>>>>>
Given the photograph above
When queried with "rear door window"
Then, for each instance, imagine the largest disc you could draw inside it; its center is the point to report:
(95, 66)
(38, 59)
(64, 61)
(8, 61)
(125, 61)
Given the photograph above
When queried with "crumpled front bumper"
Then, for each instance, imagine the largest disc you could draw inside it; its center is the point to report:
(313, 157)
<<<<<
EXERCISE INSTRUCTIONS –
In how many lines of the material above does the word "with" occur? Give the number and no other text.

OUTPUT –
2